■ SHORT TASK A
Output the stretch of the listing from its first line through the line containing "MULTIPOLYGON (((72 104, 78" as a Markdown table with the columns Row and Listing line. Give one numbered row per line and leave out any blank lines.

════

Journal of Canadian Petroleum Technology
Volume 49,
Number 7,
July 2010,
pp. 60-66
Summary
Many studies have been completed concerning the evaluation of fracture
height growth during hydraulic fracturing. While there are analytical solutions
available to estimate vertical fracture growth, a more comprehensive solution
requires the use of coupled geomechanics-reservoir simulators (GMRS) that could
also fully incorporate the effects of fluid-flow into the analysis. This paper
introduces results from a new coupled in-house GMRS to estimate the extent of
vertical tensile regions developed in the sand interval that could break into
adjacent shales during surfactant-polymer injection for a well located onshore
Asia. The reservoir was treated as an elastic material and the injection zone
was treated as a zone of higher permeability after the weakly consolidated
formation reached a tensile stress state.

════

■ SHORT TASK B
In the summary on fracture height growth, what kind of material was the reservoir treated as?

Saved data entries
════

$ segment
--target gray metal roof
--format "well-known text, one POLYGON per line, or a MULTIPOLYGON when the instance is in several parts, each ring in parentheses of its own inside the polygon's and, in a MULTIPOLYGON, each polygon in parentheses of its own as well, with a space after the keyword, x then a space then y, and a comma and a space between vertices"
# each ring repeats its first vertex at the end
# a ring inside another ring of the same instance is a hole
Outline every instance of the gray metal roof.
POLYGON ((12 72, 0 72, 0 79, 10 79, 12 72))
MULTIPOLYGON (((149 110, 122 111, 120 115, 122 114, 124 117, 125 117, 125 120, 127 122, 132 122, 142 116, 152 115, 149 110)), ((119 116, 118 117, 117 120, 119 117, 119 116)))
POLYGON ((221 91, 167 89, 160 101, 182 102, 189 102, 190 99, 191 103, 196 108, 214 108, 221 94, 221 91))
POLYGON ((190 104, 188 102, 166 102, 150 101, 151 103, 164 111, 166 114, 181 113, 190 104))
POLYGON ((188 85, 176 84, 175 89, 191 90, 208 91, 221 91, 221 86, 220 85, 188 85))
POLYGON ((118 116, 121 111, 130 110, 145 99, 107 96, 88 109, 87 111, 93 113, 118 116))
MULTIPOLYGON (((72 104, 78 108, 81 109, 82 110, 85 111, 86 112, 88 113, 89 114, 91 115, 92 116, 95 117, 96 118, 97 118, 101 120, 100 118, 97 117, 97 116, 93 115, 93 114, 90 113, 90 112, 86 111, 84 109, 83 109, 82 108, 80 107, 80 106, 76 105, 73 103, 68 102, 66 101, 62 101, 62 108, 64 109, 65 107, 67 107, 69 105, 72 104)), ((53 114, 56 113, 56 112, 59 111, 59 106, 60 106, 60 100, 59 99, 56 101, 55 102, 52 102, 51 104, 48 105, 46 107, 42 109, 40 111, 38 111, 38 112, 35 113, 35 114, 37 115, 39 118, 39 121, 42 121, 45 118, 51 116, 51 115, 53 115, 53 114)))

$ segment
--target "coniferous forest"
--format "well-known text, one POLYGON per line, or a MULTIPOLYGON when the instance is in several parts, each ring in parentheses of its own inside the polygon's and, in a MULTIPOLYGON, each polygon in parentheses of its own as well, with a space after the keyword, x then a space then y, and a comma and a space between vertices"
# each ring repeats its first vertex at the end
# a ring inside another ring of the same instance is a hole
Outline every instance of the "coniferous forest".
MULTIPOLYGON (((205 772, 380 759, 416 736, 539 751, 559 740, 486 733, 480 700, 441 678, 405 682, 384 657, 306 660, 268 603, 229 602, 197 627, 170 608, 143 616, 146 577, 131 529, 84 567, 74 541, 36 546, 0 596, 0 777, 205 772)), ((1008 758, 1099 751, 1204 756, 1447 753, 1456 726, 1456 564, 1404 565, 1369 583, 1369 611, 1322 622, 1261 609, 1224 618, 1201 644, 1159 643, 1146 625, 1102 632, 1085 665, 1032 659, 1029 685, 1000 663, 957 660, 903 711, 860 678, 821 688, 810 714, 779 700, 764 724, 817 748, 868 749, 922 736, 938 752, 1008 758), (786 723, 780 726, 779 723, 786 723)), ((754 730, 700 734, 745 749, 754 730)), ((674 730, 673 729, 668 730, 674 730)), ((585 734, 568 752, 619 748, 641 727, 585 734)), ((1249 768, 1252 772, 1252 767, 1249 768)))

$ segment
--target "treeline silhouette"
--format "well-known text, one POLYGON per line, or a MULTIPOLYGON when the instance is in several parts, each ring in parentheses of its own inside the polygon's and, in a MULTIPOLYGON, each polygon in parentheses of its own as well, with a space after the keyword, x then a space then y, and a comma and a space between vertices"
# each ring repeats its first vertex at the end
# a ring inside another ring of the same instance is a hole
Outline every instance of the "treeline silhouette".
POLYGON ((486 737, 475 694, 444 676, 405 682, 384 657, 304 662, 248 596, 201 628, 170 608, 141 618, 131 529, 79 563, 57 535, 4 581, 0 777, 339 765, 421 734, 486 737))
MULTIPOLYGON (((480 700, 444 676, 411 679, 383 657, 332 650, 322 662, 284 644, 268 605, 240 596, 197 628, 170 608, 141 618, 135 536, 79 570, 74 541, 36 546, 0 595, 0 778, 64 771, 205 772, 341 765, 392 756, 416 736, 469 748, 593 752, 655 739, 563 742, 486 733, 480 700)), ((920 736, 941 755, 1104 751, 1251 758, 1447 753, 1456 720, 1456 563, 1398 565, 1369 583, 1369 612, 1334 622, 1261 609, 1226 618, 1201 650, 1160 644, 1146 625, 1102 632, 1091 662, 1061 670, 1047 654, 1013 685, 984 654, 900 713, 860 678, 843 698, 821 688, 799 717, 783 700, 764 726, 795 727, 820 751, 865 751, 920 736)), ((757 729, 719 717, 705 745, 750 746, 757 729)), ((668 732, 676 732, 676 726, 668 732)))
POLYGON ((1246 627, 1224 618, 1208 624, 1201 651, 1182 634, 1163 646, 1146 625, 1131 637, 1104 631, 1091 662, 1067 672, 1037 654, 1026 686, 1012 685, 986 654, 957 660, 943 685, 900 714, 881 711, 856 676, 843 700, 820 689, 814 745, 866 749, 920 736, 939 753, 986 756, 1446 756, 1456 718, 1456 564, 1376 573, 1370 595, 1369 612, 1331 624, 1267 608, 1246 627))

════

■ WRITTEN REPLY A
| Row | Listing line |
|---|---|
| 1 | $ segment |
| 2 | --target gray metal roof |
| 3 | --format "well-known text, one POLYGON per line, or a MULTIPOLYGON when the instance is in several parts, each ring in parentheses of its own inside the polygon's and, in a MULTIPOLYGON, each polygon in parentheses of its own as well, with a space after the keyword, x then a space then y, and a comma and a space between vertices" |
| 4 | # each ring repeats its first vertex at the end |
| 5 | # a ring inside another ring of the same instance is a hole |
| 6 | Outline every instance of the gray metal roof. |
| 7 | POLYGON ((12 72, 0 72, 0 79, 10 79, 12 72)) |
| 8 | MULTIPOLYGON (((149 110, 122 111, 120 115, 122 114, 124 117, 125 117, 125 120, 127 122, 132 122, 142 116, 152 115, 149 110)), ((119 116, 118 117, 117 120, 119 117, 119 116))) |
| 9 | POLYGON ((221 91, 167 89, 160 101, 182 102, 189 102, 190 99, 191 103, 196 108, 214 108, 221 94, 221 91)) |
| 10 | POLYGON ((190 104, 188 102, 166 102, 150 101, 151 103, 164 111, 166 114, 181 113, 190 104)) |
| 11 | POLYGON ((188 85, 176 84, 175 89, 191 90, 208 91, 221 91, 221 86, 220 85, 188 85)) |
| 12 | POLYGON ((118 116, 121 111, 130 110, 145 99, 107 96, 88 109, 87 111, 93 113, 118 116)) |
| 13 | MULTIPOLYGON (((72 104, 78 108, 81 109, 82 110, 85 111, 86 112, 88 113, 89 114, 91 115, 92 116, 95 117, 96 118, 97 118, 101 120, 100 118, 97 117, 97 116, 93 115, 93 114, 90 113, 90 112, 86 111, 84 109, 83 109, 82 108, 80 107, 80 106, 76 105, 73 103, 68 102, 66 101, 62 101, 62 108, 64 109, 65 107, 67 107, 69 105, 72 104)), ((53 114, 56 113, 56 112, 59 111, 59 106, 60 106, 60 100, 59 99, 56 101, 55 102, 52 102, 51 104, 48 105, 46 107, 42 109, 40 111, 38 111, 38 112, 35 113, 35 114, 37 115, 39 118, 39 121, 42 121, 45 118, 51 116, 51 115, 53 115, 53 114))) |

■ WRITTEN REPLY B
An elastic material.